**PROVIDED INFORMATION**

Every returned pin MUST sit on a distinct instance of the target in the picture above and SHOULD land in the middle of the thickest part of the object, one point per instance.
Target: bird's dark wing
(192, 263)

--

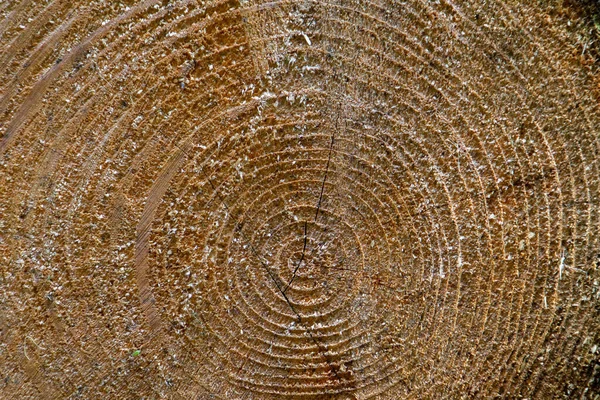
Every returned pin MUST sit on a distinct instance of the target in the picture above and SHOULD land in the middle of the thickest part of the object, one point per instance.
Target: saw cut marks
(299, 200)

==

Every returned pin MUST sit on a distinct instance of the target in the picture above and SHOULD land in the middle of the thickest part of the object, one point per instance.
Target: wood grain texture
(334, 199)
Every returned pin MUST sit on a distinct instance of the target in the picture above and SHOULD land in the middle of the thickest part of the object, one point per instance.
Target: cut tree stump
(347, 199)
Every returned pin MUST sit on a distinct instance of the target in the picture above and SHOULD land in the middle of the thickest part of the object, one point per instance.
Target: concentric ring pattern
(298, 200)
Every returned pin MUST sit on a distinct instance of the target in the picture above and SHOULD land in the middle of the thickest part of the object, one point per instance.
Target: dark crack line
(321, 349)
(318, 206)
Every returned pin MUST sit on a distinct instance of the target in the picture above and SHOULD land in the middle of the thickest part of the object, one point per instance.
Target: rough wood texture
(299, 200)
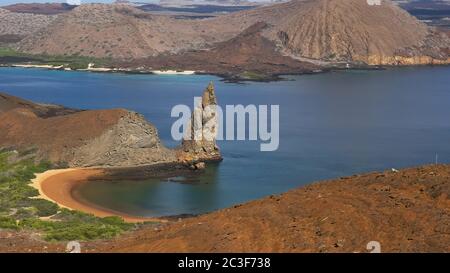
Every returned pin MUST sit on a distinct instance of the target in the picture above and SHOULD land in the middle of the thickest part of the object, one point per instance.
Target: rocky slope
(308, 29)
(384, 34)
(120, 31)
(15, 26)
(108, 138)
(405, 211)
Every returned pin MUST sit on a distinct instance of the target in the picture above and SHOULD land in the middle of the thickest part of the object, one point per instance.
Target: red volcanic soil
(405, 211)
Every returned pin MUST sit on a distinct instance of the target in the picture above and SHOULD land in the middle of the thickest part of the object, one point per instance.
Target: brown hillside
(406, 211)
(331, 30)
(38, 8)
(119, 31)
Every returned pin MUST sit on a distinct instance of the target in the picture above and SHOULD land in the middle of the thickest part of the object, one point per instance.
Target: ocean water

**YOUR TASK**
Pick out each line of the listing above that contains the word "wood" and copy those lines unchanged.

**FULL OUTPUT**
Target: wood grain texture
Target: rough wood texture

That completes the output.